* _Material provided_:
'''

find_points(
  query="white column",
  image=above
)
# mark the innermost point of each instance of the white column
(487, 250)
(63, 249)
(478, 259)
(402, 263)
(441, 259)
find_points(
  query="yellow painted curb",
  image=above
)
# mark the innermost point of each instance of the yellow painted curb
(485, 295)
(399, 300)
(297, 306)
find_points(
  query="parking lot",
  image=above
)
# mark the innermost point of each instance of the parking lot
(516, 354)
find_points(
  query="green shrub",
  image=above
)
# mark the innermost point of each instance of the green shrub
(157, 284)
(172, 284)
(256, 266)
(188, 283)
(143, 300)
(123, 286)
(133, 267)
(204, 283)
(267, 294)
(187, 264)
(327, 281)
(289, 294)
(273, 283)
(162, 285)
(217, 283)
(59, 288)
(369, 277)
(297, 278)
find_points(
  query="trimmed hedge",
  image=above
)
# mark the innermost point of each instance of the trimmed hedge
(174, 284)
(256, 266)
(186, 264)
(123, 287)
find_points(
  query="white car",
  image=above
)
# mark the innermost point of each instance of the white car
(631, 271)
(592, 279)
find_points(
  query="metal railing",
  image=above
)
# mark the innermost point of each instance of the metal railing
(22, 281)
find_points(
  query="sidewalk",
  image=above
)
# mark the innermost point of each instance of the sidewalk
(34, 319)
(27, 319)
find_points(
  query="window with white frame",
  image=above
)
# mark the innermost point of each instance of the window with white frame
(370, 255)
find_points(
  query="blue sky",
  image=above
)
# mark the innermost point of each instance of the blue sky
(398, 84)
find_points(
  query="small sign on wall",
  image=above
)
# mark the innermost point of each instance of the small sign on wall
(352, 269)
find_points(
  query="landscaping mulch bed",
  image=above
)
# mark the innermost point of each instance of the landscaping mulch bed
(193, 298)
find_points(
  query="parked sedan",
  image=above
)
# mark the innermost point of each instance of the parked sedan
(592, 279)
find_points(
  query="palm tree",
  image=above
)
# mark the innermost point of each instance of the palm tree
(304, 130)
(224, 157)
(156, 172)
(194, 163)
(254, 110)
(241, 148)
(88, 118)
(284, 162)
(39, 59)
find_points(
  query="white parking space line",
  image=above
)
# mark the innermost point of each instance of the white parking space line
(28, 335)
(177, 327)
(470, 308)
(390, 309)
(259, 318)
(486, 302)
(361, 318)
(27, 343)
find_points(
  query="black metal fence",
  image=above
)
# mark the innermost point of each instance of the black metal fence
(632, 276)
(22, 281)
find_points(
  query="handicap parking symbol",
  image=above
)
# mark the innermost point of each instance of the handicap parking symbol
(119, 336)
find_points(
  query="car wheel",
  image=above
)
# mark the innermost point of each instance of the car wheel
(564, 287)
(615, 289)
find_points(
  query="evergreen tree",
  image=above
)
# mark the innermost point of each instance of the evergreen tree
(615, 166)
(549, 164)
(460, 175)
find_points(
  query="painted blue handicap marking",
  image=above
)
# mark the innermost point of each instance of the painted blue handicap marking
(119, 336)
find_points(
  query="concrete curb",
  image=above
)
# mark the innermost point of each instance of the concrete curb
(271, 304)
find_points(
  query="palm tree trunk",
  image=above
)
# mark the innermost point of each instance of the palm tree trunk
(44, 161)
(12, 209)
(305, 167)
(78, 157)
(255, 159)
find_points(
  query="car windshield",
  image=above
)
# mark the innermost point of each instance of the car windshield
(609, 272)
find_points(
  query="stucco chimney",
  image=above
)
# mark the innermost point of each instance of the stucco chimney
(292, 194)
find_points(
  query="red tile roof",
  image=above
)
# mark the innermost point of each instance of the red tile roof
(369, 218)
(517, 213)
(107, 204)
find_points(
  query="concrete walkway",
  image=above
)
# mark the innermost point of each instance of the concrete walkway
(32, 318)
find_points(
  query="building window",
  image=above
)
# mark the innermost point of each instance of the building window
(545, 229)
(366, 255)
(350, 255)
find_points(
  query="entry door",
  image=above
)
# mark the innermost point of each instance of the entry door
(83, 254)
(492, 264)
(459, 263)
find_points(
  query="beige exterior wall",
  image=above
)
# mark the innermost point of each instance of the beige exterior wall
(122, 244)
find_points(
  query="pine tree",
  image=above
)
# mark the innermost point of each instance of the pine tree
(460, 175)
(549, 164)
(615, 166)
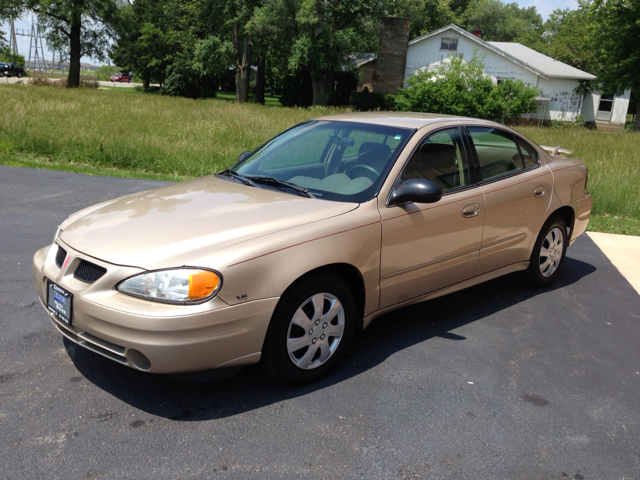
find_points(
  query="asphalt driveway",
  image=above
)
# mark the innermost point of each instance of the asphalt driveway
(497, 381)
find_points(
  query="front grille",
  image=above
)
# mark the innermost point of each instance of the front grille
(88, 272)
(60, 256)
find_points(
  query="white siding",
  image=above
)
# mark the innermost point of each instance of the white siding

'''

* _Problem to work on_: Write out each line again precisely as it appears, skipping every picture.

* _Output for this task_:
find_points(
  query="white column",
  image=above
)
# mark the innermost point of each instance of the white column
(487, 250)
(63, 249)
(478, 259)
(402, 263)
(441, 259)
find_points(
  query="yellow painted curb",
  image=above
)
# mark the innermost point of each instance of the yellow painted curb
(485, 295)
(399, 300)
(297, 306)
find_points(
  query="parking lot",
  image=above
)
# mark the innermost point of each instance of the parking lot
(516, 354)
find_points(
  query="green shrub",
  image=above
)
# mark the innermost point of each instance of the green shrub
(157, 284)
(172, 284)
(256, 266)
(188, 283)
(143, 300)
(123, 286)
(133, 267)
(204, 283)
(267, 294)
(187, 264)
(327, 281)
(289, 294)
(273, 283)
(162, 285)
(217, 283)
(59, 288)
(369, 277)
(297, 278)
find_points(
  query="trimmed hedge",
  image=above
)
# mark the innermost point of each instance of the trimmed hedge
(174, 284)
(256, 266)
(186, 264)
(123, 287)
find_points(
  query="white car",
  image=above
)
# mark the innermost point of each instance of the white car
(631, 271)
(592, 279)
find_points(
  query="metal railing",
  image=above
)
# mark the innermost point of each instance of the metal railing
(22, 281)
find_points(
  query="sidewalk",
  image=above
)
# mark the innermost point of each instance of the sidewalk
(34, 319)
(27, 319)
find_points(
  query="window with white frame",
  image=above
)
# mark the innermost point of each instance of the window with white frame
(370, 255)
find_points(
  query="blue sky",
  image=above
)
# mark the innermost point of each instance of the blue sky
(398, 84)
find_points(
  query="small sign on wall",
  image=above
)
# mark the innermost point of each instance of the small sign on wall
(352, 269)
find_points(
  query="landscaping mulch bed",
  image=above
)
# mark the innermost point of each instance of the landscaping mulch bed
(193, 298)
find_points(
  query="parked sedan",
  image=above
)
# mark the innermost point of each instance of the parked sedan
(592, 279)
find_points(
  query="palm tree",
  image=above
)
# mark the innermost point of each instance of the palm tree
(304, 130)
(224, 157)
(156, 172)
(194, 163)
(254, 110)
(241, 148)
(88, 118)
(284, 162)
(39, 59)
find_points(
  query="white parking space line",
  image=above
)
# mark the innermost point of each instance of the white parking space line
(28, 335)
(177, 327)
(470, 308)
(390, 309)
(259, 318)
(486, 302)
(361, 318)
(27, 343)
find_points(
  query="black metal fence",
  image=above
)
# mark the innermost point of each instance of the black metal fence
(632, 276)
(22, 281)
find_points(
  query="handicap parking symbol",
  image=above
)
# mark the innermost point of each instance of the handicap parking symbol
(119, 336)
find_points(
  query="car wheel",
  image=above
)
# mark the innermost point of each instance of the car wheel
(564, 287)
(615, 289)
find_points(
  query="evergreen tree",
  image=above
)
# mark the innermost point of each instance of the evergreen tree
(615, 166)
(549, 164)
(460, 175)
find_points(
  query="painted blue handicap marking",
  image=above
)
# mark the innermost point of each instance of the painted blue handicap marking
(119, 336)
find_points(
  query="concrete curb",
  image=above
)
# mark the innermost point of each instance of the concrete curb
(271, 304)
find_points(
  query="palm tree trunk",
  image=above
)
# mark the innermost point of each instance of the palm tree trunk
(44, 161)
(12, 209)
(305, 167)
(78, 157)
(255, 159)
find_points(
  query="car windshield",
  image=above
)
# mark the innermost point of each instance of the car windshield
(609, 272)
find_points(
  query="stucco chimney",
  image=above
)
# mark the innermost point of each instance of the stucco chimney
(292, 194)
find_points(
  query="red tile roof",
  image=above
)
# mark the innermost point of each instance of the red tile roof
(369, 218)
(517, 213)
(107, 204)
find_points(
  query="concrete walkway",
  image=above
)
# mark the innermost point of each instance of the concrete walkway
(32, 318)
find_points(
  query="building window",
  image=above
)
# mark the innermost point of each instance of the building window
(545, 229)
(366, 255)
(350, 255)
find_points(
  query="entry door",
  image=above
)
# mark the innermost point of each instance of the entry door
(83, 254)
(492, 264)
(459, 263)
find_points(
  query="beige exterior wall",
  image=above
)
# mark the innermost point of each instance of the beige exterior wall
(122, 244)
find_points(
  query="pine tree",
  image=above
)
# mark the innermost point of each instance of the pine tree
(460, 175)
(549, 164)
(615, 166)
find_points(
  query="asphalt driveway",
  image=above
)
# mark the innermost point of each instance of the asphalt driveway
(497, 381)
find_points(
  query="front grille",
  image=above
)
# mark the innermost point of each instance of the front grille
(88, 272)
(60, 256)
find_points(
  query="white siding",
  image=above
)
# mark the innermost point of each instance of the white siding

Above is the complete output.